Entries taken from a collection:

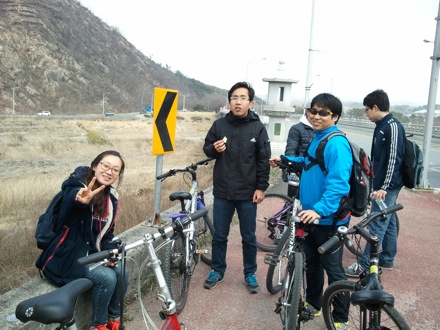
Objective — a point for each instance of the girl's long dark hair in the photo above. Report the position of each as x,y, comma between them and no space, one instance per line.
99,201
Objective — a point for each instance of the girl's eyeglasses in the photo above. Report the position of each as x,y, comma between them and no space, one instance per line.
322,112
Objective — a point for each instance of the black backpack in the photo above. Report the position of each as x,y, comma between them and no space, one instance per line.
48,225
412,165
361,178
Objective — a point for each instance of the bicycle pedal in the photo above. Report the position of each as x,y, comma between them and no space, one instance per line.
271,259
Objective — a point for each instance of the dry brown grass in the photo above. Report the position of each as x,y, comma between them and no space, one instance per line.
37,154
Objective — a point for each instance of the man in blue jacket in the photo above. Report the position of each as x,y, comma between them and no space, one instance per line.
240,144
387,152
320,195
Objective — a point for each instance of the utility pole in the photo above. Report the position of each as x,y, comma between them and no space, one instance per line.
431,102
103,102
13,100
310,59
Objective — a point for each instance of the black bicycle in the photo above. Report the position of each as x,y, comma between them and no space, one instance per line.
183,253
355,243
286,274
362,304
275,210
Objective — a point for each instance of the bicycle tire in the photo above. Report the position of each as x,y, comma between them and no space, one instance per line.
175,271
268,238
276,273
293,294
390,317
205,241
356,244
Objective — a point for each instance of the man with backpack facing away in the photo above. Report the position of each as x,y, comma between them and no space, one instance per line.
320,195
387,153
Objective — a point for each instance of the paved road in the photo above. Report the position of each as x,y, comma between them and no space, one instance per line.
413,282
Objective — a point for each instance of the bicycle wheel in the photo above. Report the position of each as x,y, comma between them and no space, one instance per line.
278,266
292,298
336,299
205,241
175,272
271,220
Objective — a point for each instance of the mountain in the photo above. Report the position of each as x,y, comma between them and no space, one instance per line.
57,56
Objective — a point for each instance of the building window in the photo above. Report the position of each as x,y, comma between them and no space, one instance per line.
277,129
281,94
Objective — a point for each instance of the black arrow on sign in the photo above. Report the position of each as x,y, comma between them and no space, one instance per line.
161,119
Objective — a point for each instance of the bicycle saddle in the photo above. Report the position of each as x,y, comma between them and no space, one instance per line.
54,307
180,195
372,297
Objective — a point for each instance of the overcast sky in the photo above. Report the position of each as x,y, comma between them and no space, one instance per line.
359,46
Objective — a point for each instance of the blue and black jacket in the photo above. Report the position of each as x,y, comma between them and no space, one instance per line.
318,191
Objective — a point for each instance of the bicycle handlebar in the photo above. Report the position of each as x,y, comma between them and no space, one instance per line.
357,229
290,167
186,169
175,227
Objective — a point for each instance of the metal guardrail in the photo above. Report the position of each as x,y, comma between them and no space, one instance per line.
409,128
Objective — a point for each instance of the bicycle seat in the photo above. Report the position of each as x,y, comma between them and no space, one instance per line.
372,297
54,307
180,195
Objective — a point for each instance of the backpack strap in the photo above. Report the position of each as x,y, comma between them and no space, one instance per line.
319,160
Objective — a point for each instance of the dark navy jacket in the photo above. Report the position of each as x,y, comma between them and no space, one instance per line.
83,234
387,152
244,166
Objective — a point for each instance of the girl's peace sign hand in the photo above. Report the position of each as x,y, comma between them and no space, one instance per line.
85,195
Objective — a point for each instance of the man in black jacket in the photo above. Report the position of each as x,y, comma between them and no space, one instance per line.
299,138
240,144
387,152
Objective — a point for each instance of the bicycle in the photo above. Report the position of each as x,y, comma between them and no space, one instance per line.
272,215
58,306
55,307
182,255
355,243
273,212
286,273
362,304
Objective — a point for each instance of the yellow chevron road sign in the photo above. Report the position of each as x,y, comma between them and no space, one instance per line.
165,117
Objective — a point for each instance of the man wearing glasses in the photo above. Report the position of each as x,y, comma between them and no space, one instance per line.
387,153
240,144
320,195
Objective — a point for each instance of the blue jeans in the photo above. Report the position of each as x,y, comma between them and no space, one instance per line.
223,211
106,292
316,263
386,231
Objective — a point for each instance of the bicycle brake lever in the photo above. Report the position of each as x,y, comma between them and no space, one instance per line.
98,264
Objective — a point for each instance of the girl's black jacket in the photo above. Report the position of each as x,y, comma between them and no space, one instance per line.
81,235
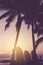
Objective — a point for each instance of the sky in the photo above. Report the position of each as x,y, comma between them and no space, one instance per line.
7,38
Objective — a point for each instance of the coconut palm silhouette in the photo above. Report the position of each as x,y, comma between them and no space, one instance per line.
33,15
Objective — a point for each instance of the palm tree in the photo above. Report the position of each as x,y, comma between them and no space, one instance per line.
32,10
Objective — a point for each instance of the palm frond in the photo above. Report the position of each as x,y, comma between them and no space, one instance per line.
10,19
5,14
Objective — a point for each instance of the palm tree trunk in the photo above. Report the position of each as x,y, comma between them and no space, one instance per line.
15,44
33,38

» **Exercise details**
Update every entry by replacing "in the photo above" with "in the image above", leaving all other text unchanged. Omit the pictures from your output.

» **Answer in full**
Objective — a point for each instance of the girl's long dark hair in the image above. Report the position of each as x,y, comma between them and no space, one instance per line.
99,201
Objective — a point for each instance of the girl's eyeglasses in the image above. Report the position of each as x,y, comma between them and no space, one instance per line.
322,112
Objective — a point for each instance of the black backpack in the image above. Report the position of each as x,y, comma between them and no space, one instance per line.
48,225
412,165
361,178
Objective — a point for each instance of the bicycle pedal in the image above. Report the position of each as x,y, comma between them and no space, one instance per line.
271,259
Objective — a point for each instance of the dry brown grass in the image above. Report the position of each as x,y, comma between them and no space, one instance per line.
37,154
Objective — a point for each instance of the man in blue jacket in the image above. Report the position of each as x,y, comma between them and no space, one instance per line.
240,144
387,152
320,195
Objective — a point for each instance of the utility pole in the image above. Report the position of each as x,y, comma between them and no space, one instance per line.
431,102
103,102
13,100
310,59
Objective — a point for each instance of the black bicycle in the image above. Report the position of each as x,y, comma between them and no space, one instance per line.
183,253
355,243
286,274
362,304
275,210
Objective — a point for each instance of the bicycle tire in the image above. Report the position of each as x,y, comma between them and no space, one instance per line.
175,271
268,238
276,273
293,294
390,317
205,241
356,244
Objective — a point for each instance of the man with backpack facing away in the image above. Report the position of each as x,y, comma between them and no space, one instance per line.
320,195
387,153
Objective — a point for each instance of the paved road in the image above. Report the position of each as x,y, comma between them and no space, one instance per line.
413,282
Objective — a point for each instance of the bicycle wheel in the image above. Report the position of each as x,y, comma between them and no space, one instance per line.
278,266
292,298
336,299
205,241
175,272
271,220
Objective — a point for each instance of the mountain in the image above. Report the position of each as x,y, comma between them and no space, one instance per line.
57,56
Objective — a point for each instance of the building window in the image above. Report the position of each as x,y, comma between them and no space, one instance per line.
277,129
281,94
Objective — a point for each instance of the black arrow on sign in the image above. Report the position of each as x,y, comma between them and no space, one instance per line.
161,119
Objective — a point for each instance of the bicycle saddle in the image above. Report the position of each as x,y, comma between them and no space, one instance per line.
54,307
180,195
372,297
Objective — a point for each instance of the overcast sky in the image above. Report the position of each as x,y, comma between them and no space, one instance per line.
359,46
Objective — a point for each instance of the blue and black jacket in the image above. Report the position of each as x,y, comma between them and no space, one instance per line.
318,191
Objective — a point for each instance of the bicycle handlebar in the image above. Report the position of each as x,y, comma between them and no space, one instance per line.
357,229
290,167
186,169
175,227
Objective — a point for each instance of the metal guardrail in the image above. Report the position of each as x,y, comma between them and no space, one instance per line.
409,128
Objective — a point for each instance of the bicycle seat in the image above. Report the position of each as x,y, comma between them and no space, one instance per line.
372,297
54,307
180,195
Objective — a point for each instance of the backpack strap in the image above. Report the position of each as x,y, comma between them and no space, one instance per line.
319,160
Objective — a point for each instance of the dark navy jacket in the image above. Report the position of each as x,y, comma between them and no space, one instance per line.
83,234
387,152
244,166
Objective — a point for each instance of the girl's peace sign hand in the image above. Report the position of each as x,y, comma between them and no space, one instance per line.
85,195
Objective — a point for each instance of the man in black jacket in the image above. Report the position of each as x,y, comma between them and no space, one instance per line.
299,138
240,144
387,152
Objective — a point for each instance of the bicycle in the image above. Report the position of each as x,y, comma between them and no space, one instance per line.
272,215
58,306
55,307
182,255
355,243
273,212
286,273
362,304
Objective — a point for each instance of the yellow chevron road sign in the image above. Report the position of each as x,y, comma between them and no space, one instance per line.
165,117
Objective — a point for each instance of the man wearing glasses in the image above. Report the position of each as x,y, comma between them and no space, one instance per line.
387,153
240,144
320,195
Objective — a point for each instance of the blue jeans in the image above. Report the position of each as x,y, comma between them and no space, one instance per line.
223,211
106,292
316,263
386,231
Objective — a point for each instance of the bicycle brake lever in the image above. Report the position of each as x,y, comma between them and no space, one instance per line.
98,264
Objective — a point for each instance of the girl's black jacket in the image above. Report the position of each as x,y, comma between them and no space, one instance per line.
81,235
Objective — a point for each instance of the sky in the image above. Report the position of each as x,y, comma between them and no space, one instance per line.
7,38
Objective — a point for each instance of the coconut palm silhouette in the image above. Report the position of each as x,y, comma between them and no space, one instance per line.
33,15
Objective — a point for each instance of the palm tree in the image above. Report the position of each as x,y, comma between them and no space, one instance per line.
32,10
Objective — a point for each instance of the palm frond in the image above. Report the position of each as x,y, comma between them and no space, one instance per line.
10,19
5,14
Objective — a point for each instance of the palm tree trunk in the image above. Report the position of each as x,y, comma between them and no space, one instance per line.
15,44
33,38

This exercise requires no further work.